● Gösterilen metin
--
'Şükrederek tasarlıyorum her şeyi...'

'Şükrederek tasarlıyorum her şeyi...'

Röportaj: Gülçin İşler Fırat
Fotoğraflar: Koray Işık
Arzu Kaprol, "yapmayı istediğim, hayal ettiğim bir şeyi yapıyorum. Dolayısıyla o anlamda öncelikle çok şanslı bir insanım" diyerek kendini ifade ediyor. Bu şansının farkında olduğunu ve her anını şükrederek yaşadığını da sözlerine ekliyor. Arzu Hanım, tasarımcı olmaktan başka bir şeyi hiçbir zaman düşünmemiş. Türkiye'nin önemli kadın tasarımcılarından biri, ödülleri, uluslararası arenada ülkemizi temsil eden başarıları var. Türkiye'de yedi mağazasında, yurtdışında çok fazla satış noktası üzerinden tasarımlarını kadınlarla buluşturuyor. Her daim üretiyor ve yeniliklere imza atıyor. Başarılı iş kimliğinin yanında, "İyi ki varlar" dediği 11 yaşında ikiz oğulları var. Kaprol ile Galata Serdar-ı Ekrem Sokak'taki mağazasında buluştuk ve keyifli bir röportaj yaptık.
--
● Kayıtlı veriler
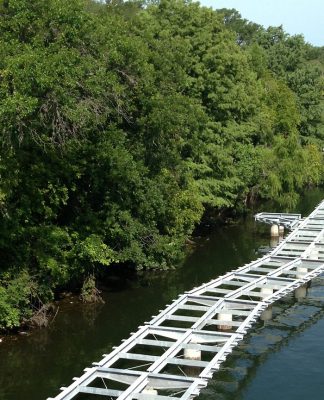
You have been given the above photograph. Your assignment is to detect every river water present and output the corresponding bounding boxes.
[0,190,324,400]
--
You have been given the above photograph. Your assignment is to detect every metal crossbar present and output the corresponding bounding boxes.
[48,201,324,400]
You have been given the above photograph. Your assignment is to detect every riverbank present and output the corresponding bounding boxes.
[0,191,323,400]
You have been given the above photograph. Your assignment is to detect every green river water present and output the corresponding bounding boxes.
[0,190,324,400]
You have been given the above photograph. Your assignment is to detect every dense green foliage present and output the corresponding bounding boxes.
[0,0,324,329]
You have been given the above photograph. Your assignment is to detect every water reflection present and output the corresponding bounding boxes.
--
● Alıştırma yönergesi
Arzu Kaprol röportajının giriş bölümünde adı geçen kişiler kimler? Hepsini sıralayın.

● Görev sonucu
Gülçin İşler Fırat, Koray Işık, Arzu Kaprol